#### [Tasks to carry out]
1. Answer these questions from the post about financial stories on presidential candidates:
(a) What do Matt and Tom Gitlin think of "raises questions" financial stories?
(b) What did the writer, as a college student, think Whitewater had to do with?
(c) According to The Boston Globe, what did Obama get a lot of while at Harvard Law School?
2. Continue the post about financial stories on presidential candidates with a paragraph that follows its final sentence.

#### [Document section]
— BEGIN —

READING BETWEEN THE LINES. Matt and Tom Gitlin think “raises questions” financial stories about presidential candidates (on the left!) are bogus. I have a diferent view. I think people still learn something valuable from these sorts of stories; that very often it’s not all what the reporter intended to tell them; and that they have much less impact on public thinking than reporters or political opponents might wish (cough, Harken Energy, cough). I says this both as someone who has written such stories in the past, and as someone who for mcuh of the Clinton administration was a low-information college student who thought Whitewater had something to do with rafting (I was busy, so sue me).

For example, the stories about Barack Obama‘s real estate and financial dealings have taught me that he’s someone who gave a up the shot at making a lot of money in order to pursue a career in academia and government, and who, until he was in his early 40s, still had outstanding student loan debt. I find this last fact incredibly endearing. After he finally made some money just two years ago, Obama, like many new investors, turned to friends for help in figuring out what to do with it, and wasn’t as good about managing it as, say, someone who comes from money, or has long planned to run for national office. He also got a lot of parking tickets while at Harvard Law School, The Boston Globe reports today, and didn’t get around to paying some of them off until quite recently. These data points are not going to do very much damage to Obama’s reputation, but they do add to the portrait of him as a relatively normal person who has only recently joined the big leagues and started prepping for high-level scrutiny. The financial stories say very little about his ethics, but they add to the narrative of his life in an interesting way.

— END —

#### [Material provided]

— BEGIN —

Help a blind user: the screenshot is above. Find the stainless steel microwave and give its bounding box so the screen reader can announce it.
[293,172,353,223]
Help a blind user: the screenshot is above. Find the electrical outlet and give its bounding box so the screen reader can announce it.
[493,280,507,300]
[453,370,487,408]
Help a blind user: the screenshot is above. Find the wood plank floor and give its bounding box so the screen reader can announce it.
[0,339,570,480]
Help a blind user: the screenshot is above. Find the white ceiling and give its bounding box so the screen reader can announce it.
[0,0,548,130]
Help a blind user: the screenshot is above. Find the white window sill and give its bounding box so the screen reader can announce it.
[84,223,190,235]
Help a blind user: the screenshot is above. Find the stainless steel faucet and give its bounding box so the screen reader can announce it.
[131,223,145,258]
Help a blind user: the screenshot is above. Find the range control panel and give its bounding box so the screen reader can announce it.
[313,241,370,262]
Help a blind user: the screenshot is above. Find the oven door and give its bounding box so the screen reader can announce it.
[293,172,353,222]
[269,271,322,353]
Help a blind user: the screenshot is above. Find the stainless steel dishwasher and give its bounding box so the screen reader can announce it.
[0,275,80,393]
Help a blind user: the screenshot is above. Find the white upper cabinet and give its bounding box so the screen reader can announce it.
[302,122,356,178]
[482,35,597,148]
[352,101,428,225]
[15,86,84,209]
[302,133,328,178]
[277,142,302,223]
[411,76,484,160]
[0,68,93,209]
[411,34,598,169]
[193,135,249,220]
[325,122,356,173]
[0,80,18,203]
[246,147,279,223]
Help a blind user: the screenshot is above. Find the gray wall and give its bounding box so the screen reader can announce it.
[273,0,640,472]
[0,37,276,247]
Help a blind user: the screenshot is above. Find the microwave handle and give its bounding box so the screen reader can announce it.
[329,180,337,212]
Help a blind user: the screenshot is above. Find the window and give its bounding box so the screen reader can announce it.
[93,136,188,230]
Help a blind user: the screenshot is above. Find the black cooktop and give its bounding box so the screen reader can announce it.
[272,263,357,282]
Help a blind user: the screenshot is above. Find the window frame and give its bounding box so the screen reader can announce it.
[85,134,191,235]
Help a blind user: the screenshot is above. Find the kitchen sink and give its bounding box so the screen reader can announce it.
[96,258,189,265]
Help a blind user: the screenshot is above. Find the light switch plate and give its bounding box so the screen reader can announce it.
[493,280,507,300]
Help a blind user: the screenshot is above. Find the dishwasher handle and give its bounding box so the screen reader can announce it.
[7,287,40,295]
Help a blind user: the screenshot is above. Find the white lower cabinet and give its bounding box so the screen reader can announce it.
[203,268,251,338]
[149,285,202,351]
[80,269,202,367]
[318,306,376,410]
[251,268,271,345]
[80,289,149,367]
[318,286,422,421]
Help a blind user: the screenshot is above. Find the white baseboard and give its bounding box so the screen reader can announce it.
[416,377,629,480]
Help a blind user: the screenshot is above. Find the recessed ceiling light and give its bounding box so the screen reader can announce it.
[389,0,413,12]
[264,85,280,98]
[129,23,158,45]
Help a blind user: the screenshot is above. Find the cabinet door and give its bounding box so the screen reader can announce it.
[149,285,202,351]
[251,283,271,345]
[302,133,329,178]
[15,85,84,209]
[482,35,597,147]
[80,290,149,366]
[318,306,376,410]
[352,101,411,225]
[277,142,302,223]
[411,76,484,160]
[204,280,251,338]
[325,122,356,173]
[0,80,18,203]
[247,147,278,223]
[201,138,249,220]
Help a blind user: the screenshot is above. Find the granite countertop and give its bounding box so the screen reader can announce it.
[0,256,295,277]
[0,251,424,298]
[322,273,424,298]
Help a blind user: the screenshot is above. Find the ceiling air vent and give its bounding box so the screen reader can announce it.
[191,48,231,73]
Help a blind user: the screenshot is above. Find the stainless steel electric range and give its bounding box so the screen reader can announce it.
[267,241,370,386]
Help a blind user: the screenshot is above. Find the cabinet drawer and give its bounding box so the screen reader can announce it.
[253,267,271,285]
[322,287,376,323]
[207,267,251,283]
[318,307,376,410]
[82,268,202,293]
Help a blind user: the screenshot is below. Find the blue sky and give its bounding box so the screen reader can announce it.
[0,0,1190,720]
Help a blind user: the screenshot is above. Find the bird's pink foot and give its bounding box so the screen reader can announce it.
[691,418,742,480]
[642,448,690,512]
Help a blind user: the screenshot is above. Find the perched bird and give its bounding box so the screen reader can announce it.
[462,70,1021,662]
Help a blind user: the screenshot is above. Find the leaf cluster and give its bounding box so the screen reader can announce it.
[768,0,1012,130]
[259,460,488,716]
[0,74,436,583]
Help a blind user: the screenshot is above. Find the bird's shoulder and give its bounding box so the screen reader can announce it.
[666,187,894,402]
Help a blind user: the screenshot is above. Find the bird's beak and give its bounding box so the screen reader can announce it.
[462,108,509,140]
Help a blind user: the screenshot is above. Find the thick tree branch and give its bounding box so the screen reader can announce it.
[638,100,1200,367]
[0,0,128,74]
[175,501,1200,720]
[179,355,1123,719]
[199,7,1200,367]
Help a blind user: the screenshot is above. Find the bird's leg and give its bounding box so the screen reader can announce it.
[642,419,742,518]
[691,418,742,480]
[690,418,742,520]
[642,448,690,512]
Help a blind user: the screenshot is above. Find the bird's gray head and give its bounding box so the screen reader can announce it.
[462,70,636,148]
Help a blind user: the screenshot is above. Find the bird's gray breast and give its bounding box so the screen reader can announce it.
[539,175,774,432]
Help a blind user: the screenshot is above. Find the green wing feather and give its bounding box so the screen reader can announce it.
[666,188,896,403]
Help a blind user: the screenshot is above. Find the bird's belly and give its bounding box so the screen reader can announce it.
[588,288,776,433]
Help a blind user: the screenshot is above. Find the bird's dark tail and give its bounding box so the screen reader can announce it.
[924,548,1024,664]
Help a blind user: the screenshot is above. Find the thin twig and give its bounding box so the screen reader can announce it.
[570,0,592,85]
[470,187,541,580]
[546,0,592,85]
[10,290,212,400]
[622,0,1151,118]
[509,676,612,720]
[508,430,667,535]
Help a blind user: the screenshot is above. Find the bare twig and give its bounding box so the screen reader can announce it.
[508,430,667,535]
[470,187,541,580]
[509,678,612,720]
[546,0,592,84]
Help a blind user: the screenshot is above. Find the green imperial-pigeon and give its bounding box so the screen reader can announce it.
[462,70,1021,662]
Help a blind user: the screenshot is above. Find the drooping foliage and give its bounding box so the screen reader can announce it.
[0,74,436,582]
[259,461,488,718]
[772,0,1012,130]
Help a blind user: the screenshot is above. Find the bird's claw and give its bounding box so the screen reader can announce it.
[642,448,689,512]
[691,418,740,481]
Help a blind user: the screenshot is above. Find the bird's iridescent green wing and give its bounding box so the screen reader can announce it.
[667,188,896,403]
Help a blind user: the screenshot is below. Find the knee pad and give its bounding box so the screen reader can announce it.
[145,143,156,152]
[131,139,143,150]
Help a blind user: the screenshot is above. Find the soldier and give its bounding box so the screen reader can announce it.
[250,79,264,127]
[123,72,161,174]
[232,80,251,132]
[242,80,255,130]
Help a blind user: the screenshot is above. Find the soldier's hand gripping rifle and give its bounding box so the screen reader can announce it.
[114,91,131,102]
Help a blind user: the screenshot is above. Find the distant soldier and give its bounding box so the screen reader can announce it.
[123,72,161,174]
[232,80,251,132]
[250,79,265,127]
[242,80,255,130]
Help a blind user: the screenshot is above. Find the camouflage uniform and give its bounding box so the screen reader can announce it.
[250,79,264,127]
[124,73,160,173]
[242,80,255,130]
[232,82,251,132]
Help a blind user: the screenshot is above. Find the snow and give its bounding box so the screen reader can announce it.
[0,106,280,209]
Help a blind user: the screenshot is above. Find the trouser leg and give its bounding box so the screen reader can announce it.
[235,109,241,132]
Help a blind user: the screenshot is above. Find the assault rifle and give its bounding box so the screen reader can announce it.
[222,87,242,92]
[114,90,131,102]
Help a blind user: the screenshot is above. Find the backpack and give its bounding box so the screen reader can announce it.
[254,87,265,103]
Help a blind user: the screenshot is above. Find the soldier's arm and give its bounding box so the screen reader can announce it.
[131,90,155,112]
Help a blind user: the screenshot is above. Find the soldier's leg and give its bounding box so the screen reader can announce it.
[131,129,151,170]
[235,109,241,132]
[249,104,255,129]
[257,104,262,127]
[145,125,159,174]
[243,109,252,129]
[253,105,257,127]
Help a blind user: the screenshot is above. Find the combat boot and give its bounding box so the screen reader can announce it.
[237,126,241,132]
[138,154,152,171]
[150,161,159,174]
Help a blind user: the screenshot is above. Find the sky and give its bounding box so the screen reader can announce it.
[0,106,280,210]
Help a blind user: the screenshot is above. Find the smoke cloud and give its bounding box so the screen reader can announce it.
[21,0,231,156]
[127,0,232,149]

— END —

#### [Final results]
1.
(a) They think the stories are bogus.
(b) Rafting.
(c) Parking tickets.

2.
I have similar views on the stories about John Edwards‘s real estate transactions and new house, which have also been roundly denounced on the blogs. Real estate stories about public figures are inherently interesting, and Edwards is a self-made man whose American dream life story is a large part of his personal narrative. It is, therefore, interesting to know about his real estate transactions and new compound. The fact that Edwards has chosen to live in a very, very large house says nothing about his ethics, but it does helps fill in the picture of who he is today (as does the knowledge of how much he sold his last house for). It’s no more of an attack to point out that he’s rich and interested in poverty issues than to point out the same about Bill Gates or Angelina Jolie.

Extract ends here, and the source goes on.